A Social Worker’s Role at End of Life


Kevin Kozin, MTS, LICSW, is a clinical social worker and therapist and formerly worked as a hospice social worker. He’s currently a board member of the National Association of Social Workers in Massachusetts and serves as the Chair of the Mental Health and Substance Abuse Committee. He works with adolescents, adults, couples, and families through psychotherapy and grief counseling, which lead to healing results.

The New England Journal of Medicine published an article this April titled, “Implementing a Death with Dignity Program at a Comprehensive Cancer Center”. This well-written article takes a candid look at the demographics and experience of a particular cancer center in Washington state, where the Death with Dignity Act has been in effect since March, 2009. Death with Dignity refers to the Washington and Oregon statutes which allow individuals who have six months or fewer to live (as determined by two physicians) and have the capacity to make medical decisions the option to request prescribed medication which allows for a peaceful and painless death.

The article’s conclusion states, “Overall, our Death with Dignity program has been well accepted by patients and clinicians.” As a practicing clinical social worker and former hospice social worker, this comes as no surprise to me. The National Association of Social Workers in Washington continues to be a strong proponent of the Death with Dignity law Washington passed in 2008. As a board member and Chair of the Mental Health and Substance Abuse Committee of the National Association of Social Workers in Massachusetts, I know our chapter also worked in support of legislation through a ballot initiative here and the initiative lost by less than 1%. The ballot measure was modeled on the assisted dying laws in place in Oregon and Washington. Why would our organization of social workers support this legislation so enthusiastically? Because social workers stand for giving people—especially the dis-empowered—as much self-determination as possible.

- [Exercise description]: Pick up the piece on a social worker's role at end of life after its last sentence and carry the argument forward.

- [Extracted entries]:
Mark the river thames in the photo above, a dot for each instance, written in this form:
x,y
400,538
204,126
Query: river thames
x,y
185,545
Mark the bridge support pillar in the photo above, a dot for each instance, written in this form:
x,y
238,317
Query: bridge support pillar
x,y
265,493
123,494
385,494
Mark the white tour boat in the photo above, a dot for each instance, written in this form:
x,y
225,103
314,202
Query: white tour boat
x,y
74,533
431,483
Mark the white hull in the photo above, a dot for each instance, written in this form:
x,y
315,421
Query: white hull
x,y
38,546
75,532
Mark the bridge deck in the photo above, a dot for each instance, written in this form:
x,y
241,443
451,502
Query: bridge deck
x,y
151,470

- [Task answer]:
Perhaps one element of this New England Journal of Medicine article which was highly edifying to me is the role of the social workers at the Seattle Cancer Care Alliance. In practice, a social worker is assigned to each individual who’s considering requesting the medication allowed under the Death with Dignity Act. The social workers’ role, as advocate, is to assist the individuals in understanding their options as well as providing a safeguard to ensure decisional capacity, screening out clinical depression and anxiety, and coordinating across multiple disciplines. The social workers coordinate with family, friends, pharmacists, physicians, care staff, attorneys, insurance companies, and anyone involved in the process to help the individual make a clear and thoughtful decision. The role of a hospice social worker in Massachusetts is very similar in that we’re constantly looking to empower those who are dying with whatever resources are available to them and enable them to make their own decisions, when possible. Hospice social workers are experts in care coordination and hearing all of the various stakeholders in the care of the dying individual, making sure all voices are heard, and ensuring the dying individual’s choices are respected.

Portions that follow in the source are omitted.